_Условие задания_:
Перепиши записи, начиная со строки, где есть «Look at this image and locate every instance of smiling», и заканчивая строкой, где есть «xmin=186 ymin=335 xmax=260 ymax=357», в CSV с двумя столбцами «текст» и «результат»: одна строка на каждую запись, каждое поле в кавычках, переносы строк заменены пробелами. Картинки в ответ не включай.

_Исходные записи_:
══════

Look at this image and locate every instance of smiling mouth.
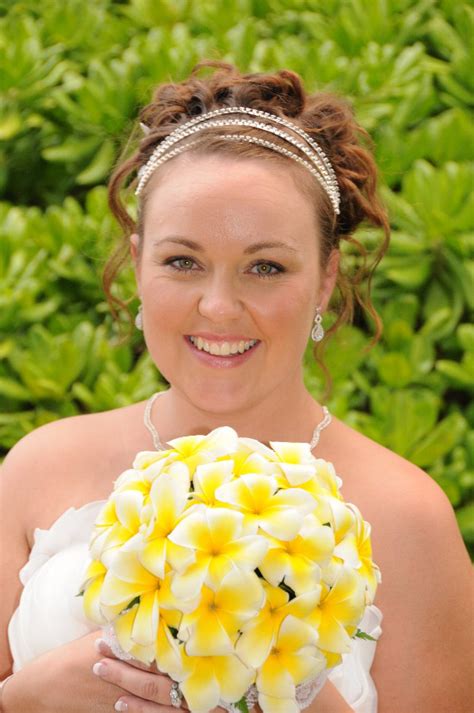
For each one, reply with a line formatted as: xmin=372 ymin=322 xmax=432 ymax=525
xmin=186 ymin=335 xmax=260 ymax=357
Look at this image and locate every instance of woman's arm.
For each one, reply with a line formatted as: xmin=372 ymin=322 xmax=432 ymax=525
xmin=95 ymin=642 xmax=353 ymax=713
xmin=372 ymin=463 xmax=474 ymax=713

══════

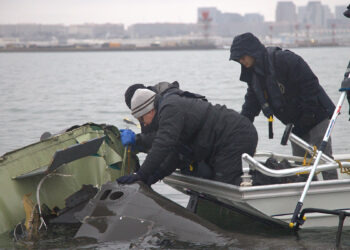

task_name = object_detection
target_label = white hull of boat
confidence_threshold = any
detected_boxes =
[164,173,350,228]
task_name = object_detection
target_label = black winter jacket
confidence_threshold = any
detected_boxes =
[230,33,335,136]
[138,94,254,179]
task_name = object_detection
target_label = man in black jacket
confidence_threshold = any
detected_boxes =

══════

_Ответ ниже_:
текст,результат
"Look at this image and locate every instance of smiling mouth. For each one, reply with a line formatted as: xmin=372 ymin=322 xmax=432 ymax=525","xmin=186 ymin=335 xmax=260 ymax=357"